→ About this task
Your output is to consist only of the line containing "Question. The photograph above contains instances of the bridge." and the lines after it, through the end of the data, reproduced exactly.

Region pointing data
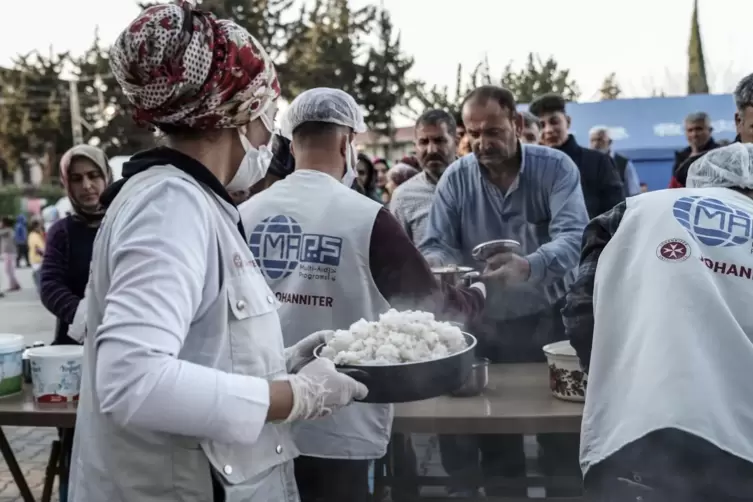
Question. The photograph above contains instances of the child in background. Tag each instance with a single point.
(8, 252)
(36, 250)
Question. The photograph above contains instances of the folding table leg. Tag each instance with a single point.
(51, 471)
(14, 469)
(66, 450)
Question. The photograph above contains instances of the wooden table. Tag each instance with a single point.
(21, 410)
(517, 401)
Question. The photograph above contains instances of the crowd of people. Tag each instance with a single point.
(201, 282)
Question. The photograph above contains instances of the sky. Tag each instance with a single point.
(643, 41)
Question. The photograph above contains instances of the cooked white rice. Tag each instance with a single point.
(398, 337)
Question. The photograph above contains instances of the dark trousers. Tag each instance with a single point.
(670, 466)
(332, 480)
(23, 253)
(517, 340)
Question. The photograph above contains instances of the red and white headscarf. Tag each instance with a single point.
(183, 67)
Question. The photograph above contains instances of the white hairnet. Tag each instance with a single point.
(729, 166)
(323, 104)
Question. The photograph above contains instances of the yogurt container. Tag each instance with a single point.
(56, 373)
(567, 380)
(11, 364)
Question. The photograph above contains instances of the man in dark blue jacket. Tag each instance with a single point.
(601, 183)
(21, 234)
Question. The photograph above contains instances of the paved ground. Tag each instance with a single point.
(21, 313)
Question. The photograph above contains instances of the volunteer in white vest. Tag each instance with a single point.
(661, 318)
(332, 257)
(186, 392)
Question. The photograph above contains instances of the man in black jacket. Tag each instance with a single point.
(602, 186)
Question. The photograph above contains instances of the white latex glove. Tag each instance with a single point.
(298, 355)
(480, 286)
(77, 329)
(319, 390)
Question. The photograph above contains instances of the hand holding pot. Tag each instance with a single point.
(507, 268)
(300, 354)
(319, 390)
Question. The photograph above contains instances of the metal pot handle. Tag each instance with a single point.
(357, 375)
(470, 278)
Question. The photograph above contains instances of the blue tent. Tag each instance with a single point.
(650, 130)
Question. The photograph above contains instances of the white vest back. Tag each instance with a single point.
(673, 326)
(116, 464)
(311, 236)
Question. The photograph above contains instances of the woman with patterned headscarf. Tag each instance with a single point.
(188, 393)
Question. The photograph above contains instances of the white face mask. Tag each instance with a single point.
(350, 162)
(255, 162)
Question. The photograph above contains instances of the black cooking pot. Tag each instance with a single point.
(405, 382)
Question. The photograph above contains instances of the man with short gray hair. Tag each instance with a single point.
(600, 140)
(743, 123)
(744, 114)
(698, 132)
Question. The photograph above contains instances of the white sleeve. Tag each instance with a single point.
(158, 264)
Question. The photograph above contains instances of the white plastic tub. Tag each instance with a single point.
(11, 364)
(566, 378)
(56, 373)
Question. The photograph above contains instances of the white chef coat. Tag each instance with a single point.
(673, 332)
(183, 336)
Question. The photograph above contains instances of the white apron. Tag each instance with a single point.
(311, 236)
(239, 333)
(673, 329)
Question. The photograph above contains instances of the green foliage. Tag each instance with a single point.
(697, 81)
(323, 47)
(423, 97)
(264, 19)
(327, 44)
(104, 108)
(539, 77)
(610, 88)
(383, 83)
(35, 114)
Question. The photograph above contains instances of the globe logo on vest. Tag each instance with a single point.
(712, 222)
(281, 247)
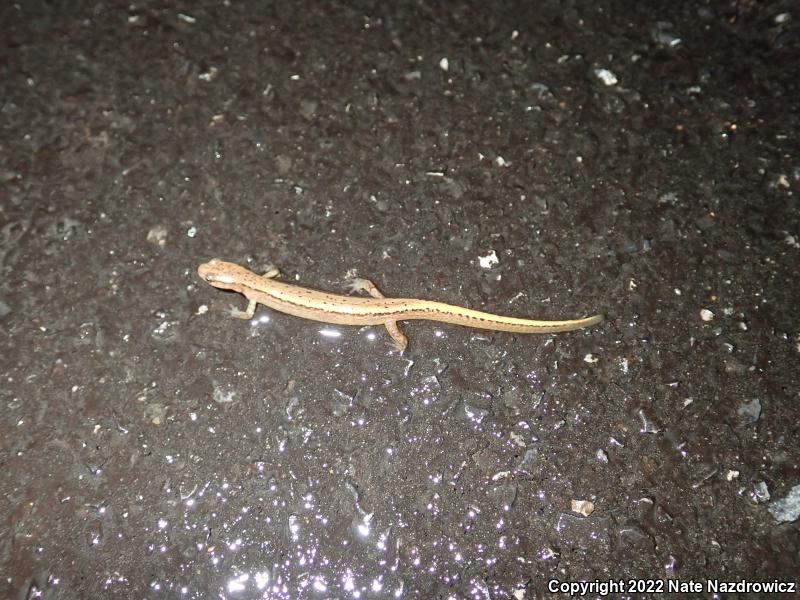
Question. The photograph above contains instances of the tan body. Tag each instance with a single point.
(376, 310)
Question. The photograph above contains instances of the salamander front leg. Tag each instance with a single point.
(245, 314)
(365, 285)
(248, 312)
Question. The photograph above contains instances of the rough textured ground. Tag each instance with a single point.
(636, 159)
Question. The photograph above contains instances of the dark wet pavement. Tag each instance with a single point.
(545, 159)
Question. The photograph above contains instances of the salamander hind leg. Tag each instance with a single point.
(398, 338)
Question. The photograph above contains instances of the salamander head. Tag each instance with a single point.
(222, 274)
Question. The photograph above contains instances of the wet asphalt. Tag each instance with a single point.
(547, 160)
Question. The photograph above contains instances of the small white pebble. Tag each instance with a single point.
(606, 76)
(489, 261)
(583, 507)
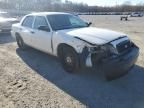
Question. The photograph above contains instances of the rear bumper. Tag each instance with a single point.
(116, 67)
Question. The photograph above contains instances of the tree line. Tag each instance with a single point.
(67, 6)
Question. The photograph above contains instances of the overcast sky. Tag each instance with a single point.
(107, 2)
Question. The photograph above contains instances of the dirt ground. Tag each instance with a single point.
(32, 79)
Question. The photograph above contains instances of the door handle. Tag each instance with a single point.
(32, 32)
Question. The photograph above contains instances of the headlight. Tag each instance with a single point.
(93, 49)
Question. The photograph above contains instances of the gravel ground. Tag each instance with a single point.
(32, 79)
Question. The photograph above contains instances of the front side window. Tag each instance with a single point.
(28, 21)
(63, 21)
(40, 21)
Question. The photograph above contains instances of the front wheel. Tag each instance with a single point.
(69, 59)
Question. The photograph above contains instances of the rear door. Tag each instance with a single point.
(42, 38)
(26, 30)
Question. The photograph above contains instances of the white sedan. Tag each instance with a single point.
(75, 43)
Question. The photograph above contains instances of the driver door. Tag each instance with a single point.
(42, 38)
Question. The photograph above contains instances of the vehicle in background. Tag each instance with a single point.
(75, 43)
(6, 21)
(136, 14)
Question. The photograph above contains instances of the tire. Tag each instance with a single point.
(69, 59)
(20, 43)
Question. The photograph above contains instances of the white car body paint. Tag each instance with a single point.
(49, 41)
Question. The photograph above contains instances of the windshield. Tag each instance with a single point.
(62, 21)
(4, 15)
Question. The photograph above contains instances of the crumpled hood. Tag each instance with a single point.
(93, 35)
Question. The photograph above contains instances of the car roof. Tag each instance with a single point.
(48, 13)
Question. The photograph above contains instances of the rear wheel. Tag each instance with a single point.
(20, 43)
(69, 59)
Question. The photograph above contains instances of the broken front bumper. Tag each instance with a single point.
(116, 67)
(113, 67)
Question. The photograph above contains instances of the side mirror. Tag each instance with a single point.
(44, 28)
(89, 23)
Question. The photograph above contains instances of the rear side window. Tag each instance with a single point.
(40, 21)
(28, 21)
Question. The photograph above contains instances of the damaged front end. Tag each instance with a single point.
(115, 57)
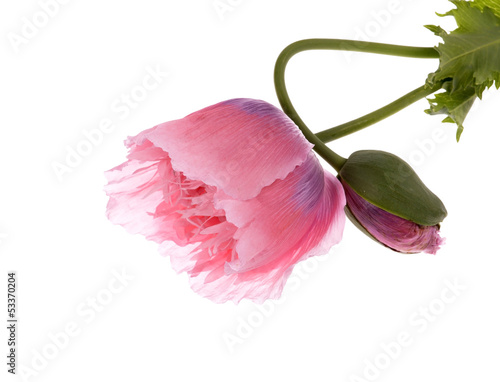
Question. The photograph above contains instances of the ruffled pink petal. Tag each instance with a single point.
(239, 146)
(393, 231)
(232, 247)
(289, 221)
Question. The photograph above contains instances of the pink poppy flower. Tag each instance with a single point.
(239, 192)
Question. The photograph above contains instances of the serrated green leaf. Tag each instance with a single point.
(455, 105)
(469, 58)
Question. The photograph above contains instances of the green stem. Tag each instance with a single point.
(333, 44)
(378, 115)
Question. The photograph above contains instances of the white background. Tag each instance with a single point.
(338, 311)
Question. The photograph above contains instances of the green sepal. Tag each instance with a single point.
(390, 183)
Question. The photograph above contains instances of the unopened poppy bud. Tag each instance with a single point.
(387, 200)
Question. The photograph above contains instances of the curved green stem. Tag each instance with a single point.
(335, 160)
(334, 44)
(378, 115)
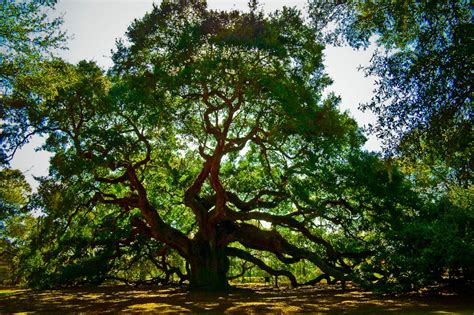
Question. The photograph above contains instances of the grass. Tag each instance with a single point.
(248, 299)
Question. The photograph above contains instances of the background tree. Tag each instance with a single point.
(423, 97)
(14, 220)
(27, 36)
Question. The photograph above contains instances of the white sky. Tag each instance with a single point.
(95, 24)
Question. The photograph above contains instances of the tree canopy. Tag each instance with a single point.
(212, 144)
(423, 93)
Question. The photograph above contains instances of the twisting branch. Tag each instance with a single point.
(235, 252)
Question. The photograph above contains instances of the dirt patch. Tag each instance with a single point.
(248, 299)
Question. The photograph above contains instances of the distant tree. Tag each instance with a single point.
(14, 219)
(423, 95)
(27, 36)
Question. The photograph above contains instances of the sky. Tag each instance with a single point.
(94, 25)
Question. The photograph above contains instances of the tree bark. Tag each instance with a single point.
(209, 266)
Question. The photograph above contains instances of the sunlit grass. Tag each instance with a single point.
(254, 299)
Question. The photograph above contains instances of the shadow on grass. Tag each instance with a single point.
(250, 299)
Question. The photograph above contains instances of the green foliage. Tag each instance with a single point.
(423, 96)
(27, 37)
(210, 143)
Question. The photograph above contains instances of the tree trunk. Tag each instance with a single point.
(209, 268)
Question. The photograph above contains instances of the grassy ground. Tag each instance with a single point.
(248, 299)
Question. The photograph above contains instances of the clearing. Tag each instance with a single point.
(249, 299)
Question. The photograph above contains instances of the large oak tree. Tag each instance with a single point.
(210, 124)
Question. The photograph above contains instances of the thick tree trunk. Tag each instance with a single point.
(209, 268)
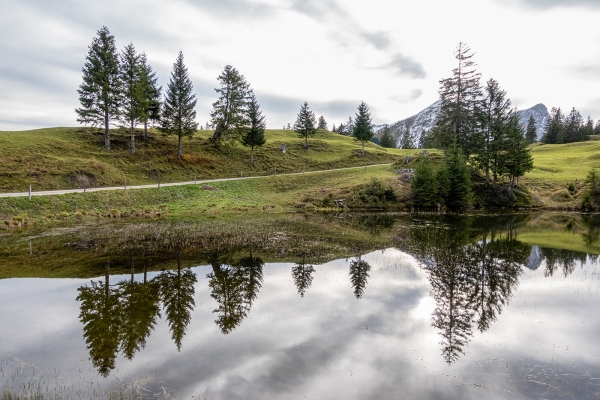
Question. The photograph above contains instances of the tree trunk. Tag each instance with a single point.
(106, 132)
(132, 139)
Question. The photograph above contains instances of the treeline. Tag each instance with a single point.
(561, 128)
(480, 132)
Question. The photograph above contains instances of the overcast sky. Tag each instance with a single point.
(330, 53)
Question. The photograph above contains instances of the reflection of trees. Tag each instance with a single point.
(472, 278)
(177, 294)
(302, 274)
(359, 274)
(141, 306)
(122, 316)
(234, 287)
(100, 315)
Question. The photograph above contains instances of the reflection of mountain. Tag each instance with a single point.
(302, 274)
(122, 316)
(234, 287)
(359, 274)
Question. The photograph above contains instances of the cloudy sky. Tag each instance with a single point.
(330, 53)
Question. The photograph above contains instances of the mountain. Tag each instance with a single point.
(422, 122)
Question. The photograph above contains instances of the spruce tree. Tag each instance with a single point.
(459, 192)
(406, 141)
(423, 185)
(255, 135)
(100, 91)
(531, 132)
(555, 128)
(363, 126)
(493, 114)
(460, 95)
(230, 111)
(516, 158)
(322, 123)
(178, 114)
(305, 125)
(150, 94)
(132, 91)
(387, 140)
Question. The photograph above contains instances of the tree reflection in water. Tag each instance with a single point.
(234, 286)
(122, 316)
(302, 274)
(472, 278)
(359, 274)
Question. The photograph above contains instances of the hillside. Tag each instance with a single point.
(62, 158)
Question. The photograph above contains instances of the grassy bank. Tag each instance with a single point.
(65, 158)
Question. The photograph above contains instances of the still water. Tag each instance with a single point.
(406, 307)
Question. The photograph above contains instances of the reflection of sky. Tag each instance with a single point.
(328, 344)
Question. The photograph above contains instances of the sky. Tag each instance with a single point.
(332, 54)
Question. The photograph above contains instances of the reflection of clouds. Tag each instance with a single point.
(327, 344)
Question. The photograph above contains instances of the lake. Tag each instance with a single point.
(305, 306)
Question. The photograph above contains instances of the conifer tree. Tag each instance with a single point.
(531, 132)
(150, 94)
(305, 125)
(516, 158)
(387, 140)
(459, 193)
(406, 141)
(322, 123)
(99, 93)
(230, 111)
(255, 135)
(178, 114)
(423, 185)
(132, 91)
(460, 95)
(554, 132)
(363, 126)
(494, 113)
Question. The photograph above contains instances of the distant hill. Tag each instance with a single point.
(426, 119)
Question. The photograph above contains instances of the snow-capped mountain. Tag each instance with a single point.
(540, 116)
(422, 122)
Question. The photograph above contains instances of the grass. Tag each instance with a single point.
(63, 158)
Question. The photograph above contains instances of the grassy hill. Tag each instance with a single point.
(61, 158)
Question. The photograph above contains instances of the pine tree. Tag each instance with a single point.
(178, 114)
(573, 127)
(460, 96)
(305, 125)
(493, 114)
(151, 94)
(322, 123)
(255, 136)
(406, 141)
(363, 126)
(99, 94)
(554, 132)
(459, 193)
(230, 111)
(423, 185)
(387, 140)
(132, 91)
(531, 132)
(516, 159)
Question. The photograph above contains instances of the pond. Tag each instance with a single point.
(287, 307)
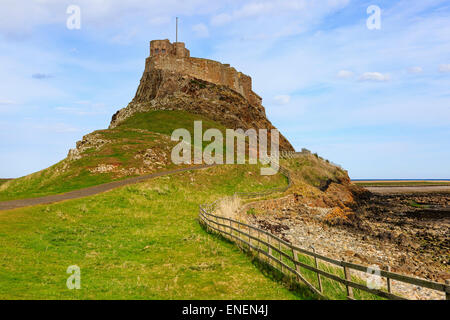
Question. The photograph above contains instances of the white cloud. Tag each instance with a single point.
(201, 30)
(282, 99)
(374, 76)
(444, 68)
(415, 70)
(345, 74)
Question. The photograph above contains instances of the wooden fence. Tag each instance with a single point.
(285, 257)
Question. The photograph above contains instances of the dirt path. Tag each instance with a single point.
(13, 204)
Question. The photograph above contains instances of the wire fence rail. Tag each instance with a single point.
(284, 256)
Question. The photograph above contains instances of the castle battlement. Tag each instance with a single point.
(175, 57)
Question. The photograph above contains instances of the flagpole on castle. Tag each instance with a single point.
(176, 34)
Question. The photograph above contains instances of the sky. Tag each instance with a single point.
(374, 100)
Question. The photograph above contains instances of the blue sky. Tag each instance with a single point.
(375, 101)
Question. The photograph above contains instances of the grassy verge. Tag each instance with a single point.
(136, 242)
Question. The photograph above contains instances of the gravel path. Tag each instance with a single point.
(81, 193)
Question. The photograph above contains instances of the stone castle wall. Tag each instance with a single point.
(175, 57)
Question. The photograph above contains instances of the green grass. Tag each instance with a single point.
(401, 183)
(138, 133)
(331, 289)
(136, 242)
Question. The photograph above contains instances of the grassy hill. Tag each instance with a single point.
(136, 242)
(111, 154)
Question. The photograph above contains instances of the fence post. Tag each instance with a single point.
(259, 244)
(447, 289)
(348, 277)
(388, 280)
(270, 248)
(319, 280)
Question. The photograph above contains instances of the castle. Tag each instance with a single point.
(175, 57)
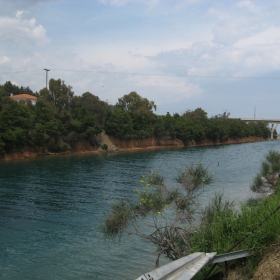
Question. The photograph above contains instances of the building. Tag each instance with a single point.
(25, 98)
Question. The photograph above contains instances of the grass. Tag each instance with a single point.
(222, 226)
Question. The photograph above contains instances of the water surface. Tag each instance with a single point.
(51, 207)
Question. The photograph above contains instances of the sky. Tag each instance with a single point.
(182, 54)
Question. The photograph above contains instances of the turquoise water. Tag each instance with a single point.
(51, 207)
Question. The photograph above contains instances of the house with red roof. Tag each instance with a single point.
(24, 98)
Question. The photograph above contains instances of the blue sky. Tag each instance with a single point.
(183, 54)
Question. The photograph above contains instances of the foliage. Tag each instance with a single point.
(133, 102)
(58, 114)
(165, 211)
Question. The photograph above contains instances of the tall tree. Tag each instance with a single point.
(133, 102)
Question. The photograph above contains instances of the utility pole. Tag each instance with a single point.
(47, 70)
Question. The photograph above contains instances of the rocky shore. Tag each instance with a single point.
(108, 144)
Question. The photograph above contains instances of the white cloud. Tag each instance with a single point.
(125, 2)
(4, 60)
(18, 32)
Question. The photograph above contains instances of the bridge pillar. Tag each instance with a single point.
(272, 129)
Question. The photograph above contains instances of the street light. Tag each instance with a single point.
(47, 70)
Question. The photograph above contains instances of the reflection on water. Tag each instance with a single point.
(50, 208)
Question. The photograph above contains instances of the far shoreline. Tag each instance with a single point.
(28, 154)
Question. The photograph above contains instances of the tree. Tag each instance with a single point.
(100, 110)
(161, 214)
(59, 94)
(133, 102)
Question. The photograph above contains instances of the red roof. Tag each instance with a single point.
(24, 96)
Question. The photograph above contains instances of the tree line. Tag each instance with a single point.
(60, 119)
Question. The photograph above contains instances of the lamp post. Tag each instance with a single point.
(47, 70)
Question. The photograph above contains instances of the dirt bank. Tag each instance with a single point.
(110, 144)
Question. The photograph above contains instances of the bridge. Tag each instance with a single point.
(272, 121)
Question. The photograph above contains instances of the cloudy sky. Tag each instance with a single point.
(183, 54)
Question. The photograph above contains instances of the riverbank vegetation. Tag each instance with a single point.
(165, 215)
(60, 119)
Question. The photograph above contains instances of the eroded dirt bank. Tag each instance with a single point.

→ Task solution
Question. The photograph above contains instances of the bridge. Tag each instance with a single point.
(272, 121)
Question. The photograph above contains instances of the cloudy sky. Tag each instance with a single point.
(183, 54)
Question. The photograph above contains instances of the riverbank vegetation. Tag each instance with a single point.
(165, 215)
(60, 119)
Question. The photograph above contains instances of the eroded dirt bank. Tag each instance with a single point.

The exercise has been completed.